(Data extracted from a collection)
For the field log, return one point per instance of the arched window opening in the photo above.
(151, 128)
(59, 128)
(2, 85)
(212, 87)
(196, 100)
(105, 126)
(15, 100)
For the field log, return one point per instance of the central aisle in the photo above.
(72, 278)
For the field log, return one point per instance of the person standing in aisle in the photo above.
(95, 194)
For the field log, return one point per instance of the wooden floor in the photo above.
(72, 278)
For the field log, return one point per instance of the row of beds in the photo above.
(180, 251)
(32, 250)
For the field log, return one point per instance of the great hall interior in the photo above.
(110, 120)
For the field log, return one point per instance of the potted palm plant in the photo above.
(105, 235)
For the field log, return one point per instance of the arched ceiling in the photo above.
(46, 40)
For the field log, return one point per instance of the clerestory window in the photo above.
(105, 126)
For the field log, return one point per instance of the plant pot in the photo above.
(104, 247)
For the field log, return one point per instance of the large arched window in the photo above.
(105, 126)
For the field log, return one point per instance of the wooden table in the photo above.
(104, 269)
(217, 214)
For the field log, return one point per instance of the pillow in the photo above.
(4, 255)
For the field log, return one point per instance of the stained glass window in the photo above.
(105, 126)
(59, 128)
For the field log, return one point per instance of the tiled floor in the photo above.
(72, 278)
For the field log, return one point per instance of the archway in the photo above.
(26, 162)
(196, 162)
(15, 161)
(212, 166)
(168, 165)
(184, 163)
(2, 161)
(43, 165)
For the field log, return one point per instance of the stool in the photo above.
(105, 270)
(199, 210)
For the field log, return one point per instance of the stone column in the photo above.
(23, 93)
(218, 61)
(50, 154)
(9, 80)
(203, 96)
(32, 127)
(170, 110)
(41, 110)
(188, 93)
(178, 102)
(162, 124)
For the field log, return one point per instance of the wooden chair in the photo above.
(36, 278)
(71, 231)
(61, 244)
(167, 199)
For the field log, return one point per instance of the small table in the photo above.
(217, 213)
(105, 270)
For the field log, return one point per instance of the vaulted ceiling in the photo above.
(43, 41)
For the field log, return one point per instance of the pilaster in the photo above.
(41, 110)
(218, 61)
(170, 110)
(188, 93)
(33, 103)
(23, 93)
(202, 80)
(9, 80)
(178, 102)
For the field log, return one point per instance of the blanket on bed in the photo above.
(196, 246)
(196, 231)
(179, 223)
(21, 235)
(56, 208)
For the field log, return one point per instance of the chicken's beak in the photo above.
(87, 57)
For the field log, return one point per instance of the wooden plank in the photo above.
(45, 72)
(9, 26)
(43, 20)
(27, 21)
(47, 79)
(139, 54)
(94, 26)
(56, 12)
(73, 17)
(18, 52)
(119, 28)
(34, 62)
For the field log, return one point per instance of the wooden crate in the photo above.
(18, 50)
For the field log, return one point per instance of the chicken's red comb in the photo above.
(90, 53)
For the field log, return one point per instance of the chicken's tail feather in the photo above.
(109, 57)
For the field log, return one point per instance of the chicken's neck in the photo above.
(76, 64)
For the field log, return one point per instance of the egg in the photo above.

▸ STATED PROBLEM: Would you quote, exactly and only, the lines from the one containing "column in the photo above." to the end of the entries?

▸ SOLUTION TO THIS EXERCISE:
For the field log, return one point per instance of the stone column in the photo above.
(23, 93)
(218, 61)
(50, 154)
(9, 80)
(203, 96)
(32, 127)
(170, 110)
(41, 110)
(188, 93)
(178, 102)
(162, 124)
For the field log, return one point per instance of the wooden chair in the photo above.
(36, 278)
(71, 231)
(61, 244)
(167, 199)
For the field log, return one point per instance of the small table in the photo above.
(217, 213)
(105, 270)
For the field log, return one point per instance of the vaulted ceiling in the photo above.
(43, 41)
For the field log, return one point per instance of the pilaster in the photo above.
(41, 110)
(218, 61)
(170, 110)
(188, 93)
(33, 103)
(23, 93)
(202, 80)
(9, 80)
(178, 102)
For the field log, return one point per instance of the blanket on bed in the photo above.
(196, 246)
(196, 231)
(179, 223)
(21, 235)
(56, 208)
For the field log, return one point per instance of the chicken's beak in the photo above.
(87, 57)
For the field log, return one point per instance of the wooden plank in the photo above.
(45, 72)
(9, 26)
(43, 20)
(27, 21)
(47, 79)
(139, 54)
(94, 26)
(56, 12)
(73, 17)
(18, 52)
(119, 28)
(34, 62)
For the field log, return one point per instance of the wooden crate in the photo above.
(18, 50)
For the field log, return one point per instance of the chicken's red comb in the photo above.
(90, 53)
For the field log, return one point per instance of the chicken's tail feather in the photo above.
(109, 57)
For the field log, return one point per instance of the chicken's neck in the photo above.
(76, 64)
For the field log, return one point per instance of the egg in the photo above.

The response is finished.